= Source material =
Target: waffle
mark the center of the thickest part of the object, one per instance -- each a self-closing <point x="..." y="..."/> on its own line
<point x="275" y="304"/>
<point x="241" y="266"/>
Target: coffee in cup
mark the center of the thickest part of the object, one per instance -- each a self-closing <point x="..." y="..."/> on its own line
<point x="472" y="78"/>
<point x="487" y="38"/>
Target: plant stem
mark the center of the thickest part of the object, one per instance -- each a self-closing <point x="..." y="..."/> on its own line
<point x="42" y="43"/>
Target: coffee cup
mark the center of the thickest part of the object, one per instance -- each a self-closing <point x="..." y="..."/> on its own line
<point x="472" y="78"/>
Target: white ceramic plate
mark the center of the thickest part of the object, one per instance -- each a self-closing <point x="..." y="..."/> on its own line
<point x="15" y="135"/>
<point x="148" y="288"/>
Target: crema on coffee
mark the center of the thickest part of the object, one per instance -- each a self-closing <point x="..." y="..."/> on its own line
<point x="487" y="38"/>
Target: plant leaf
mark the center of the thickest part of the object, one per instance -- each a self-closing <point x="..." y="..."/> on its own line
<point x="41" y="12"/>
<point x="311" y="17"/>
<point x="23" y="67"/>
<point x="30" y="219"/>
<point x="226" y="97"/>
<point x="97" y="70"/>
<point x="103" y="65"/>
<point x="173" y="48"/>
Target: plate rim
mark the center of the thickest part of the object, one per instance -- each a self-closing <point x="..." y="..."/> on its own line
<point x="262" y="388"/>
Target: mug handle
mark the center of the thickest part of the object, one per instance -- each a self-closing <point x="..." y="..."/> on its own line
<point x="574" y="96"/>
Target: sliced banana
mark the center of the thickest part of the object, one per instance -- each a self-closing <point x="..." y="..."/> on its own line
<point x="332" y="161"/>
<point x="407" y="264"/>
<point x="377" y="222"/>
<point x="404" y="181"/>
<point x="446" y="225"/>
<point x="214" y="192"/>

= Written request =
Scale the lines from the one that contains "Target: plant leaf" through the end of the records, both ends included. Write each of these lines again, requests unchanged, and multiply every x and y point coordinate in the answers by 0.6, rounding to whole numbers with halves rounded up.

= Exercise output =
Target: plant leaf
mark the center of the thickest part of the object, one per instance -- each a self-closing <point x="..." y="..."/> on its own line
<point x="25" y="7"/>
<point x="187" y="10"/>
<point x="14" y="40"/>
<point x="18" y="131"/>
<point x="136" y="58"/>
<point x="58" y="42"/>
<point x="62" y="39"/>
<point x="104" y="29"/>
Target: plate rim
mark the center of the thickest part of the object, one per instance -- each a self-closing <point x="..." y="..."/> on its own line
<point x="157" y="233"/>
Target: mug handle
mark the center of the thickest part of the object, one per instance -- each a self-closing <point x="..." y="..."/> on its own line
<point x="344" y="58"/>
Target: sliced banana
mark the center of the thickest part of the object, one per instance -- each a self-closing <point x="..." y="..."/> on its own line
<point x="199" y="97"/>
<point x="244" y="158"/>
<point x="226" y="133"/>
<point x="242" y="109"/>
<point x="268" y="135"/>
<point x="128" y="115"/>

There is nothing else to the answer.